===== 本文セクション =====

AIチャレンジ研究会(Challenge)
AIチャレンジ研究会では,合同研究会の中日である 2014/11/21 (金) に「ロボット聴覚」特集と題して研究会を開催した.ロボット聴覚のように,実環境音響信号を扱うことは,JST ImPACTのタフロボティクスチャレンジの中でも,極限音響プロジェクトが発足したように,近年注目を集めつつある分野である.発表件数10件(うち2件は,基調講演)を集め,Fully day の研究会となった.予稿集は,http://winnie.kuis.kyoto-u.ac.jp/SIG-Challenge/を参照されたい.基調講演には,実環境音響信号処理の新しい潮流である機械学習,分散マイクロホンアレイに関する最新の技術・動向に関する講演を,それぞれ東京大学の杉山将先生,NIIの小野順貴先生から頂いた.研究発表も含め,活発な質疑が行われ,最終的に60名を超える参加者を集めた.また,研究会内のイベントとして,会場内でマイクロホンアレイデバイスの企業展示(システムインフロンティア社)を行った.こちらも休み時間には人だかりができるなど盛況であった.
11月22日(土)
分子生物情報処理研究会(MBI)

===== 提供エントリ =====

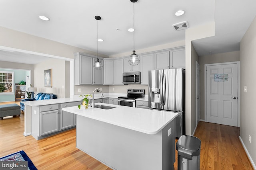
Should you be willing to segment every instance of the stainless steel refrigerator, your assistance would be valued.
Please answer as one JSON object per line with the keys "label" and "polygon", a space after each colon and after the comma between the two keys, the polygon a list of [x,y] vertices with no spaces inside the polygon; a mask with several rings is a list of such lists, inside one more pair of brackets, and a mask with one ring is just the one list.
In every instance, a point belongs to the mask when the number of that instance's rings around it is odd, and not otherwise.
{"label": "stainless steel refrigerator", "polygon": [[148,72],[148,104],[151,109],[179,113],[175,119],[175,135],[185,134],[185,69]]}

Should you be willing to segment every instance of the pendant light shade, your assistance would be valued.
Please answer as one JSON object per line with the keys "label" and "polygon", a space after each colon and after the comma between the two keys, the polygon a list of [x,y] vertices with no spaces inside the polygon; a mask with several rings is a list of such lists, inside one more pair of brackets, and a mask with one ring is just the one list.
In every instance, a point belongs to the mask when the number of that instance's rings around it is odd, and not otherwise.
{"label": "pendant light shade", "polygon": [[138,1],[138,0],[130,0],[131,2],[133,3],[133,51],[132,54],[131,55],[128,62],[130,63],[130,64],[132,66],[136,66],[140,63],[140,59],[138,56],[138,55],[136,54],[135,50],[134,50],[134,33],[135,29],[134,28],[134,3]]}
{"label": "pendant light shade", "polygon": [[102,68],[102,64],[99,60],[99,41],[98,40],[99,39],[99,20],[101,19],[101,17],[100,16],[95,16],[94,18],[97,20],[97,60],[95,61],[95,63],[93,64],[93,67],[94,69],[97,70],[100,70]]}

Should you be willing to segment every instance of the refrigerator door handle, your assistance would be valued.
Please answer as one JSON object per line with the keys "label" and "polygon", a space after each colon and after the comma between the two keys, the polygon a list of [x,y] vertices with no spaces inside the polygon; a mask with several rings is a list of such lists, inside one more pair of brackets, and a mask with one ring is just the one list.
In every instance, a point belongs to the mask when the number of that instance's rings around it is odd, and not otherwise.
{"label": "refrigerator door handle", "polygon": [[163,80],[163,104],[165,105],[165,99],[166,96],[166,87],[165,74],[164,73],[164,79]]}
{"label": "refrigerator door handle", "polygon": [[160,104],[161,105],[161,107],[162,108],[162,107],[163,107],[163,96],[164,96],[164,88],[163,86],[163,77],[164,77],[164,70],[159,70],[160,72]]}

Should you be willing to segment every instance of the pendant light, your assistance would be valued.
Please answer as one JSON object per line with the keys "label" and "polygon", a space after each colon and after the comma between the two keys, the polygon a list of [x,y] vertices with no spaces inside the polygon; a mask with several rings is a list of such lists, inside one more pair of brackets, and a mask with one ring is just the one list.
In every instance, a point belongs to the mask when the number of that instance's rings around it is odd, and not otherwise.
{"label": "pendant light", "polygon": [[134,29],[134,3],[138,1],[138,0],[130,0],[131,2],[133,3],[133,51],[132,54],[131,55],[131,56],[129,58],[128,62],[130,63],[130,64],[132,66],[136,66],[140,63],[140,59],[138,56],[138,55],[135,53],[134,50],[134,32],[135,29]]}
{"label": "pendant light", "polygon": [[99,60],[99,20],[101,19],[101,17],[100,16],[95,16],[94,18],[97,20],[97,60],[95,61],[94,64],[93,64],[93,67],[94,68],[97,70],[100,70],[102,68],[102,64],[100,63],[100,61]]}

=====

作業要件:
1. エントリの中で文字列「handle」を含む行がいくつあるか数え、その数だけを答えてください。大文字と小文字は区別します。
2. AIチャレンジ研究会の報告文の続きを、最後に示された部分の後から書いてください。
AIチャレンジ研究会の報告文とエントリは、それぞれ独立した別々の資料です。

作業結果:
1. 3

2.
SIG-MBIは,2014年11月22日(土)に,新学術領域「分子ロボティクス」アメーバ班との共催により,「アメーバ型分子ロボットの現状と課題」をテーマに最先端分子ロボティクス技術について議論した.分子ロボティクスは「感覚」,「知能」,「運動」の機能を備えた人工物を生体分子を用いてボトムアップに構築することを目指している.このような研究は世界的にも例がなく,まさに未知の領域を手探りで突き進んでいる段階である.
アメーバ型分子ロボットはコンパートメントをリポソームで実現し,その中に,微小管やアクチン鎖を動かす分子モータを封入することで「運動」を実現する.「感覚」や「知能」はDNAオリガミやDNA論理回路などに代表されるDNAナノ技術で実現する.分子ロボティクスはこれまでのコンピュータとは全く異なる概念で生命が持つ「知能」を再現する「人工知能研究」と言っても過言ではない.
22日の講演では,アメーバ班においてリポソーム,分子モータ,微小管,アクチン鎖を研究している専門家に集まって頂き,アメーバ型分子ロボット実現に向けた課題について議論した.分野横断的に20名強の参加があり,活発な意見交換が行われた.プログラムの詳細については,研究会のホームページ(http://www.sigmbi.jp/)を参照願いたい.
コモンセンス知識と情動研究会 (CKE)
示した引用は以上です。